* Given data *
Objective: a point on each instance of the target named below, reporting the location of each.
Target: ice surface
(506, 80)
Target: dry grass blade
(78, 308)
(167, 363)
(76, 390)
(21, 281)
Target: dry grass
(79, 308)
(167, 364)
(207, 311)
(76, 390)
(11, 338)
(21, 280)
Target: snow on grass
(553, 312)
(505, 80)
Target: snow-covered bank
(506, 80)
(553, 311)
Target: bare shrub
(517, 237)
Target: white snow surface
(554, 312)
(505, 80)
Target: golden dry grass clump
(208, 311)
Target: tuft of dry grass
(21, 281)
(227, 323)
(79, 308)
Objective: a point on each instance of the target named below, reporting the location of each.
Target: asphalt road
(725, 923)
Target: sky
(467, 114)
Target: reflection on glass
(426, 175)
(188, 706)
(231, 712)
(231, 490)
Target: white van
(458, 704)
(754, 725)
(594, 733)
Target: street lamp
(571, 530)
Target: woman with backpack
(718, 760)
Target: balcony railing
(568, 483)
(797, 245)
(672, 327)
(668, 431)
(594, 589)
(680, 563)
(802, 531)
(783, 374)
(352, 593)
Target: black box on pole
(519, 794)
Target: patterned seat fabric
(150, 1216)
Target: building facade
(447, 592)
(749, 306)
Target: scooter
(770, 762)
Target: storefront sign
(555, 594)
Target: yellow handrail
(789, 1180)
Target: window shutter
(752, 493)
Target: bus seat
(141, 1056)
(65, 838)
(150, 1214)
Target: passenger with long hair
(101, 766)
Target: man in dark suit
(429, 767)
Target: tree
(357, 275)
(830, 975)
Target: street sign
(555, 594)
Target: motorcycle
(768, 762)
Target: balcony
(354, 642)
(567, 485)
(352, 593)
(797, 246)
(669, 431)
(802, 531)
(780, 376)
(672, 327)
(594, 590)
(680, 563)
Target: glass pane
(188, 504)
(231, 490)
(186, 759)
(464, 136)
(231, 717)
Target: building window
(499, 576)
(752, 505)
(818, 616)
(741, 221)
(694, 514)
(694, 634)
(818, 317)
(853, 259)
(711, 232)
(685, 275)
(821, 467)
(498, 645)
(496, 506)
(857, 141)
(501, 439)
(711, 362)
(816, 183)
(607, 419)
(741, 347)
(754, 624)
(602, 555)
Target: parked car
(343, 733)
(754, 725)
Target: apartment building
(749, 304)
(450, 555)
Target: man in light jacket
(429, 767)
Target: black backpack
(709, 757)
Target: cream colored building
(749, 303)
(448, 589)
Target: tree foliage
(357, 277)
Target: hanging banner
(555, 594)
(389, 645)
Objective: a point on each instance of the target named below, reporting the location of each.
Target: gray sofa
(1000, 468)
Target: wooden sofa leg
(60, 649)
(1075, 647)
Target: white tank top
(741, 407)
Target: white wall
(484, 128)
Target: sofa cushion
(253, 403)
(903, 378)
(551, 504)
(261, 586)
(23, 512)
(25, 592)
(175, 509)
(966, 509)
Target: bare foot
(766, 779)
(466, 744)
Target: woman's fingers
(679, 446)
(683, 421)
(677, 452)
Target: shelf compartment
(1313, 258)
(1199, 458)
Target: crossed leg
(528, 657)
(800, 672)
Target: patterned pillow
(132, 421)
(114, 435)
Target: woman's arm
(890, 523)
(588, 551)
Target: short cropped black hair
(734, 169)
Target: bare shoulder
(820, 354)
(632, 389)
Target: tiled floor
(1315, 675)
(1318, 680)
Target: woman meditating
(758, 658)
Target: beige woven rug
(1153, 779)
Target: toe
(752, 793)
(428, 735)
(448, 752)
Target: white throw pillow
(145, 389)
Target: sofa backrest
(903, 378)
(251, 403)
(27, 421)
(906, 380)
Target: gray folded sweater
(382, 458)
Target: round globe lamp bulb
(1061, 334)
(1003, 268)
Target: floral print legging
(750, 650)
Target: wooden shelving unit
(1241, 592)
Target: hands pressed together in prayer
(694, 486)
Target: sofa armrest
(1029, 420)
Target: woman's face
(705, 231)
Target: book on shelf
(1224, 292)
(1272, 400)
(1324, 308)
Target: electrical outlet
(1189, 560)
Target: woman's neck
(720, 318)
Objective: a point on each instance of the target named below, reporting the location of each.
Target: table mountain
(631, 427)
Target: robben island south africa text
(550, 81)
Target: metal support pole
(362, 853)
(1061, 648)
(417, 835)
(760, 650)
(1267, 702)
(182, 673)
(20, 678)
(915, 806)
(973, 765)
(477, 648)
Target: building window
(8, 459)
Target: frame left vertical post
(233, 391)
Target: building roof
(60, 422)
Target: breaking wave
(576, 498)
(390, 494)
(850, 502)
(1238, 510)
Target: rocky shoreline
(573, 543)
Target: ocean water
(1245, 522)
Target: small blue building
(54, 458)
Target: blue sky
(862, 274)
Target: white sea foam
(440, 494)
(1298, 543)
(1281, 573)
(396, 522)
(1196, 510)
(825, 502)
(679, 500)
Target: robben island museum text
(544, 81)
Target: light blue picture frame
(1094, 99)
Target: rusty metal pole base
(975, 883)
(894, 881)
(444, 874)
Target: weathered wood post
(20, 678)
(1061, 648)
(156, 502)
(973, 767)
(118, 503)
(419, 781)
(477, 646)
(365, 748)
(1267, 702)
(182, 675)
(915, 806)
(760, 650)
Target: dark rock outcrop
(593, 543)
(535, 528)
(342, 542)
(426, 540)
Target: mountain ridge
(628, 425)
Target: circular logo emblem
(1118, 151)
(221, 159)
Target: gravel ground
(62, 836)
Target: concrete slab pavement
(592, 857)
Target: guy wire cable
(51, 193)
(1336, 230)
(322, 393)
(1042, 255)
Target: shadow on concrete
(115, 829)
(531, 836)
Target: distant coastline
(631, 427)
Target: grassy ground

* Aim *
Quote exactly what appears from the line containing "Target: hands pressed together in prayer" through the final line of the listing above, including both of those lines.

* The reply *
Target: hands pressed together in prayer
(694, 486)
Target: sofa armrest
(1029, 420)
Target: woman's face
(705, 231)
Target: book on shelf
(1224, 292)
(1272, 400)
(1324, 308)
Target: electrical outlet
(1189, 560)
Target: woman's neck
(720, 318)
Objective: a point on each instance of the target named below, reporting the location of each.
Target: table mountain
(631, 427)
Target: robben island south africa text
(550, 81)
Target: metal support pole
(362, 853)
(1061, 648)
(417, 835)
(760, 650)
(1267, 702)
(182, 673)
(20, 678)
(915, 806)
(973, 765)
(477, 648)
Target: building window
(8, 459)
Target: frame left vertical post
(233, 391)
Target: building roof
(60, 422)
Target: breaking wave
(576, 498)
(390, 494)
(850, 502)
(1238, 510)
Target: rocky shoreline
(573, 543)
Target: ocean water
(1245, 522)
Target: small blue building
(54, 458)
Target: blue sky
(862, 274)
Target: white sea foam
(440, 494)
(1298, 543)
(1281, 573)
(396, 522)
(1196, 510)
(825, 502)
(679, 500)
Target: robben island museum text
(544, 81)
Target: light blue picture frame
(1094, 99)
Target: rusty metal pole base
(975, 883)
(894, 881)
(444, 874)
Target: weathered wood post
(20, 678)
(1061, 648)
(156, 502)
(973, 767)
(118, 503)
(419, 781)
(477, 646)
(365, 748)
(1267, 702)
(182, 675)
(915, 806)
(760, 650)
Target: dark rock outcrop
(593, 543)
(535, 528)
(342, 542)
(426, 540)
Target: mountain ridge
(628, 425)
Target: circular logo emblem
(1118, 151)
(221, 159)
Target: gravel ground
(62, 836)
Target: concrete slab pavement
(592, 857)
Target: guy wire cable
(51, 193)
(1336, 230)
(322, 393)
(1042, 255)
Target: shadow on concrete
(115, 829)
(531, 836)
Target: distant coastline
(631, 427)
Target: grassy ground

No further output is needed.